French anti-terror prosecutors are leading the investigation.
The interior minister, Gérald Darmanin, visited the scene, telling reporters that the alleged attacker was known to authorities for radical Islamism.
Darmanin said the suspect, who was undergoing significant psychiatric treatment, had been arrested in 2016 and sentenced to four years in prison for planning a violent attack that he had failed to carry out because police had stopped him. He had undergone psychiatric treatment in prison and was continuing to receive treatment. He had been on a security services watchlist.
“A man attacked a couple who were foreign tourists. A German tourist who was born in the Philippines died from the stabbing,” Darmanin said.
Darmanin said the man had twice shouted “Allahu Akbar” (“God is greatest”) before being arrested – once to the taxi driver and once to police officers. He had told police he could not stand Muslims being killed in “Afghanistan and Palestine”.
Darmanin said the man said France was “complicit” in “what Israel is doing in Gaza”. This was seen as a reference to the Israeli bombardment of Gaza that followed Hamas’s attack on Israel on 7 October.
The French health minister, Aurélien Rousseau, said the suspect was “being monitored in way that did not mean he was being hospitalised, he was supposed to follow a course of treatment” for psychiatric issues.
“As often in these cases, there’s a mixture of an ideology, an easily influenced person and, unfortunately, psychiatry,” Rousseau added.
The area by Bir-Hakeim bridge, usually thronging with tourists and locals, was cordoned off by police overnight.
Prosecutors said the suspected attacker, who was born in 1997 in the affluent town of Neuilly-sur-Seine, west of Paris, was French and was being questioned in an investigation into murder and attempted murder “in connection with a terrorist plot”.
The suspect, whom prosecutors named to AFP as Armand Rajabpour-Miyandoab, lived with his parents in the Essonne area, south of Paris. French media reported that when he was arrested in 2016, he had been a 19-year-old biology student and was accused of planning a violent attack in the business district, La Défense, west of Paris, which he failed to carry out. He was subsequently sentenced in 2018.

(Natural language region descriptions)
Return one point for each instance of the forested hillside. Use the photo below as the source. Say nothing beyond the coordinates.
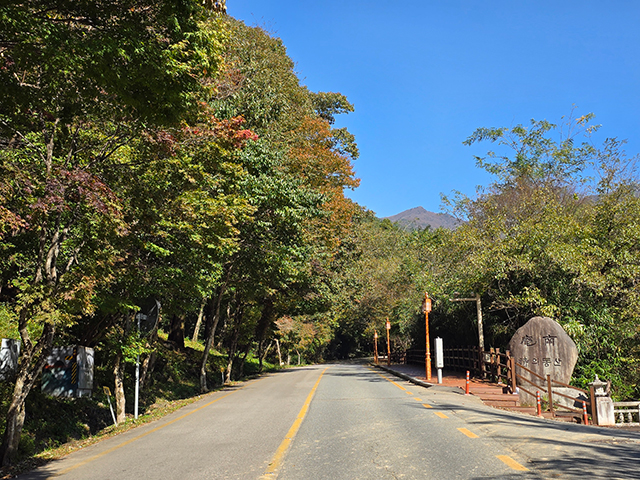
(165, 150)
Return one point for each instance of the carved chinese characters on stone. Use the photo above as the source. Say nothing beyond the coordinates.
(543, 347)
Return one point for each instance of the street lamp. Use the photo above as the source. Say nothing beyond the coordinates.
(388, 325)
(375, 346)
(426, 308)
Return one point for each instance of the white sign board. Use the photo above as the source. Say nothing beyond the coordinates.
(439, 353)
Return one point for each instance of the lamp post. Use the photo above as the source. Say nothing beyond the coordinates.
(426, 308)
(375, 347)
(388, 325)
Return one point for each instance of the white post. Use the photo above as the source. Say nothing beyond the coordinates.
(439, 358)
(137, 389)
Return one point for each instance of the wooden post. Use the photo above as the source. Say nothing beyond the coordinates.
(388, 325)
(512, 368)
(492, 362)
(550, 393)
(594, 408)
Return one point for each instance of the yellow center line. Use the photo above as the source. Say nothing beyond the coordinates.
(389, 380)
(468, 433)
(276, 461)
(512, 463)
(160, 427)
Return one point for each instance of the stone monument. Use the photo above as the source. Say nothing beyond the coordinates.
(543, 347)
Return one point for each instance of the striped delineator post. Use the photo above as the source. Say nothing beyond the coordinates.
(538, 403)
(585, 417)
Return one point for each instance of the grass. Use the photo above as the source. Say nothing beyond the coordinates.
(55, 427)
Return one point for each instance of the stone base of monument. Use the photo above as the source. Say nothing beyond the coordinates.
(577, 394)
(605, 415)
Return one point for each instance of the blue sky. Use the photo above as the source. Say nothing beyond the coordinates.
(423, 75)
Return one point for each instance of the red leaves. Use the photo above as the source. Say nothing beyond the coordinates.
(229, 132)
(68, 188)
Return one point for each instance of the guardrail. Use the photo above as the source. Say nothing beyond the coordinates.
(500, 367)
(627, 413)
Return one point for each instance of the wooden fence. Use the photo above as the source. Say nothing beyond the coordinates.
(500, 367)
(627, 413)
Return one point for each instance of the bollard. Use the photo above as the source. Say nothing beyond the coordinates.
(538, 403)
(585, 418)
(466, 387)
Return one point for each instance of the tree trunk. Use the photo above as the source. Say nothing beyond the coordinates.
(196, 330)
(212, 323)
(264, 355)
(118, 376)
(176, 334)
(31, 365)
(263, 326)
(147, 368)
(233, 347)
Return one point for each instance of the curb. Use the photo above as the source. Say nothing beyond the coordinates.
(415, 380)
* * *
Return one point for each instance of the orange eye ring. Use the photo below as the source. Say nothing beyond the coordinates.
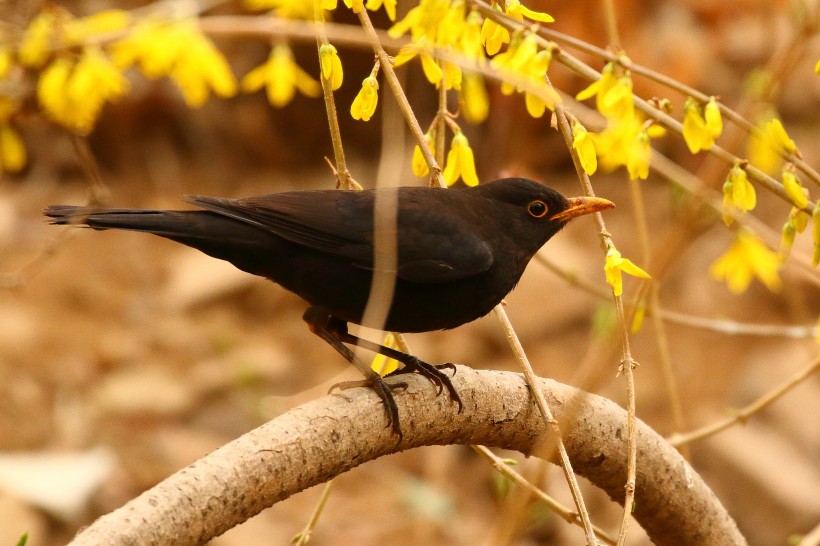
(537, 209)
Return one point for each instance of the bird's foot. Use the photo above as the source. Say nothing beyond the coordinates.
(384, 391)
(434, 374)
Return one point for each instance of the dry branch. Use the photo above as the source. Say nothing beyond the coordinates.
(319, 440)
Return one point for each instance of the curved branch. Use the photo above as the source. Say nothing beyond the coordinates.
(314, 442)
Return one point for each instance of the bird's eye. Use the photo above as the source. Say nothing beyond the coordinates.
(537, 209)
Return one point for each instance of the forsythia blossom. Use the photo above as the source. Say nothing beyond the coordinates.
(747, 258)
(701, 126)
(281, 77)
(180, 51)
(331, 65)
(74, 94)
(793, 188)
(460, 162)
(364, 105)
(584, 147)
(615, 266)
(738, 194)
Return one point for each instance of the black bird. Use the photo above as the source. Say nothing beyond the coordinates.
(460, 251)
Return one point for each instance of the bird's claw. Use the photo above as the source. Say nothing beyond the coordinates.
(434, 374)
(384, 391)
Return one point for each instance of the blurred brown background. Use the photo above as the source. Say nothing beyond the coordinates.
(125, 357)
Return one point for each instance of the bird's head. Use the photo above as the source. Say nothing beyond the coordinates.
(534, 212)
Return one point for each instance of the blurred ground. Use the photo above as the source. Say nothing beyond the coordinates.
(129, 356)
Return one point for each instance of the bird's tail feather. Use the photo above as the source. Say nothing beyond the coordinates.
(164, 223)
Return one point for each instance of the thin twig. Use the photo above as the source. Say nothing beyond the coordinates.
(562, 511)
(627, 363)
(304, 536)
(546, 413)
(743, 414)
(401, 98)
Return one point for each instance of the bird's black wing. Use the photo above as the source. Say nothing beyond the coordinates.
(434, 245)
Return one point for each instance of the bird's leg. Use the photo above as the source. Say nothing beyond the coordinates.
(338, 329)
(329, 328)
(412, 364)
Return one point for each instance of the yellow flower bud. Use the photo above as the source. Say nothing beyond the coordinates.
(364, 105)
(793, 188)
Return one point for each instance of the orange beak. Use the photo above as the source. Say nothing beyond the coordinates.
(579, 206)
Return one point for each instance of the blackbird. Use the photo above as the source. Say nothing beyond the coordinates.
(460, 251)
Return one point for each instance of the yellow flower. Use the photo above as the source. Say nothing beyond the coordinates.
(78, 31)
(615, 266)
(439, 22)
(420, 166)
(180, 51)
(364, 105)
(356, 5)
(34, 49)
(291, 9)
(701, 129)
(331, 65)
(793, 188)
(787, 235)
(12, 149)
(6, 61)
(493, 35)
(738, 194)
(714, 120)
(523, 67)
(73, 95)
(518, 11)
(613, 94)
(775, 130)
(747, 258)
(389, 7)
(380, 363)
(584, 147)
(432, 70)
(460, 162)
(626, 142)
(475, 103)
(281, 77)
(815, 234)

■ **EXERCISE REQUIREMENTS**: Carry on the article about the Paris stabbing near Bir-Hakeim bridge from where it stops. You can ignore the records; they aren't needed here.

■ **RESPONSE TO THE EXERCISE**:
French media reported that his parents, of Iranian origin, were not Muslim. He was believed to have converted and been radicalised online.
“Paris is in mourning after this terrible attack,” the transport minister, Clément Beaune, wrote on X. Valérie Pécresse, the head of the île-de-France region, said: “All light must be shed on this attack in the heart of Paris.”
Annalena Baerbock, the German foreign minister wrote on X: “Hate and Terror have no place in Europe.”
Jordan Bardella, the president of Marine Le Pen’s far-right National Rally party, which is the largest single opposition party in parliament, said: “French people will be asking how a man on a [watchlist], already convicted for having planned an attack, who was a notorious psychiatric case – how could he, in the current context, be able to walk freely and armed through Paris streets on a Saturday night. And French people would be right to ask this question.”
The country has suffered several terrorist attacks in the past decade, including the November 2015 suicide and gun attacks in Paris claimed by the Islamic State group in which 130 people were killed.
In October, a 20-year-old terrorist suspect who had been under surveillance walked into his old high school in Arras, northern France, and stabbed to death a French teacher, Dominique Bernard, and injured three others. The 57-year-old died from several wounds to the neck.
Tensions have risen in France, home to large Jewish and Muslim populations, following Hamas’s attack on Israel on 7 October and Israel’s bombardment of Gaza.